▸ EXERCISE 1:
Answer these from the travel piece on Iran, one line each, marked (a), (b), (c):
(a) Which gesture does the piece say is the equivalent of the middle finger in Iran?
(b) Which square is Imam Square said to be second only to in size?
(c) Why were small symmetry errors deliberately put into some of the mosques?

________________________________________

These sites, along with mesmerising Kharanaq – an ancient desert village – are accessible only by taxi. With fuel heavily subsidised, official and unofficial private cabs are the best way to navigate congested cities. But before thumbing a lift, it may be wise to bear in mind that the highly offensive ‘thumbs up’ gesture is the equivalent of the middle finger in Iran. What with the language barrier, it’s tough not to over-compensate with body language – one may end up with ‘thumbs up Tourettes’, concluding each conversation and thanking kind locals with a big smiley ‘f*ck you! (though, most Persians would understand and forgive such faux-pas).

Further north lies the unforgettable and beautifully grand garden city of Esfahan. Described as ‘Half the World’, the outstanding mosques which line the huge Imam Square – second only to Tiananmen in size – are a veritable Magic Eye image of detail, intricacy and splendour. Their abstract designs, colours, symmetry and Arabic script – devoid of any identifiable pictures – are just as exquisite as the splendid frescos in the Armenian Quarter’s Vank Cathedral.

Some of the centuries-old UNESCO-protected mosques took decades to complete and are mathematically perfect bar some small, deliberate symmetry errors inserted to show the artist’s humbleness before God. Entire days can be spent relaxing near Esfahan’s old arched bridges, surveying the photogenic architecture in different lighting or people-watching from one of the busy shisha cafes. And should one bore of the palaces, minarets and charming boulevards, a quirkier afternoon may be spent at the somewhat outdated Natural History Museum (which is full of unconvincing dinosaur models, jarred foetuses and very poor taxidermy!).

Though securing a visa involves a sizeable donation to furry-faced Armadinajad and a Sisyphusian battle with Iranian bureaucracy, the rewards are well worth your time. Whilst most will be put off by fears of starring in Al-Qaeda’s next ‘foreign infidel beheading special’, it is criminal that so few tourists do their research and take the plunge. Yet for those who do make it, a trip to this ancient, undiscovered land feels like being let in on a closely guarded secret.

________________________________________

▸ EXERCISE 2: In the entries below, rewrite the lines between the one holding "Task: place one keypoint on every instance of the blue jersey" and the end of the entries, inclusive, requests included, with every coordinate in the answers multiplied by 1.8 and rounded to whole numbers, halves up. Leave the pictures out of your answer.

________________________________________

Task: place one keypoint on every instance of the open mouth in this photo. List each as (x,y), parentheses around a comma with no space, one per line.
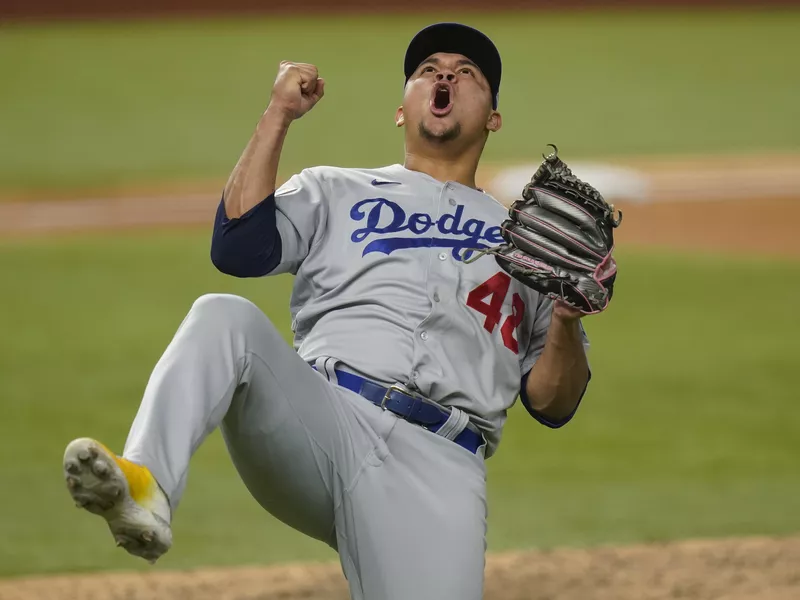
(442,100)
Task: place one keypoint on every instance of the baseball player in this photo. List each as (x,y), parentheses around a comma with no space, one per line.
(369,435)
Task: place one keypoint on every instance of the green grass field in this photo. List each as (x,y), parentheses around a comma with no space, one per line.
(105,104)
(691,424)
(690,427)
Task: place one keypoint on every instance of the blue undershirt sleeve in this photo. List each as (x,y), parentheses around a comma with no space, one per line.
(250,245)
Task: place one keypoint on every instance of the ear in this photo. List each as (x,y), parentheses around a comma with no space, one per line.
(495,121)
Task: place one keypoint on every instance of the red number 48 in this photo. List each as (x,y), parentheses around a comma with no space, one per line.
(495,289)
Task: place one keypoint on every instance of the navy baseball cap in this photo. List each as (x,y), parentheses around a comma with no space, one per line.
(455,38)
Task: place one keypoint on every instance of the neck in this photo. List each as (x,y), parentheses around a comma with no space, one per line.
(441,167)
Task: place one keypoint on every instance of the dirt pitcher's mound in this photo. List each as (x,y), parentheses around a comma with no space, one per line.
(748,569)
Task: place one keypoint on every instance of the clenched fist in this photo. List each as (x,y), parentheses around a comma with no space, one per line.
(297,89)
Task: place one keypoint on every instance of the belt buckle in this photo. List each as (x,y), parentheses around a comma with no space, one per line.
(403,390)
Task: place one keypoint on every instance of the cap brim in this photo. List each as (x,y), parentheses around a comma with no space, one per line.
(455,38)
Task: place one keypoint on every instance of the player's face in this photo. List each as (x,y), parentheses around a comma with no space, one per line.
(448,98)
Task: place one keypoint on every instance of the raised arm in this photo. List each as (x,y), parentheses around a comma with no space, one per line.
(246,240)
(297,89)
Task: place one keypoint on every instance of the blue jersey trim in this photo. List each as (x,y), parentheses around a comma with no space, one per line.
(247,246)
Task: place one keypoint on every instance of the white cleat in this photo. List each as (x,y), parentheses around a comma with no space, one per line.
(125,494)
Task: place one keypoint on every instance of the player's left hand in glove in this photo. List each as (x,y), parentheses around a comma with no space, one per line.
(559,239)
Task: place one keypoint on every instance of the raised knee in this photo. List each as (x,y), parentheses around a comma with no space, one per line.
(225,308)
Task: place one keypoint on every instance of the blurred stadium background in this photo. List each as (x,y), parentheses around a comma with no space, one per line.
(119,124)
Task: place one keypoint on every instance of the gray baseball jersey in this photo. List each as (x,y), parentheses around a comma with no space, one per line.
(381,286)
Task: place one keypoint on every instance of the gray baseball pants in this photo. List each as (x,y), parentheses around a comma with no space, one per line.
(405,508)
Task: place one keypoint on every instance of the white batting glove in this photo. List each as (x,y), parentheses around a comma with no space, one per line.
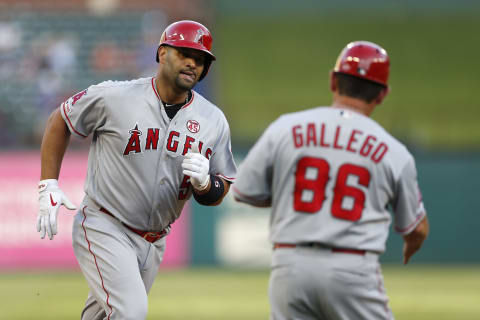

________________________________________

▸ TASK RESPONSE 1:
(a) The "thumbs up" gesture.
(b) Tiananmen.
(c) To show the artist's humbleness before God.

▸ TASK RESPONSE 2:
Task: place one keypoint on every instance of the blue jersey trim in this photo. List each as (x,y), parentheses around a comma with no space, one per line.
(445,443)
Task: place one keypoint on every instance of the white cleat in this photo. List each as (x,y), parentheses around a comma with no space, one per line.
(225,889)
Task: place one keypoint on every instance of the player's left hand in glove in this photo. List each as (x,y), parentheses around a comma with no space, one per line.
(1006,430)
Task: place one keypoint on every instance of the raised knee in this photo. List each as (x,y), parentheses around a comma with no space, one per line.
(405,554)
Task: place one keypoint on every instance of the blurred stadium background in this photo. List each as (x,y), parentheses around a comma with no space, one per line.
(214,223)
Task: place one keypoint on every instance of the gray baseball jersey in this photo. List each as (x,y), parentheses around a comma with no space, one per line.
(686,515)
Task: place one keypoint on every instance of the gray baseball pants in this photo. List each as (x,y), parentheses around a comma with no space, one per line.
(729,914)
Task: place one keypoint on every instance of the white batting glove in this photo. List each as (x,y), parentheses around a comma with no space, one per line.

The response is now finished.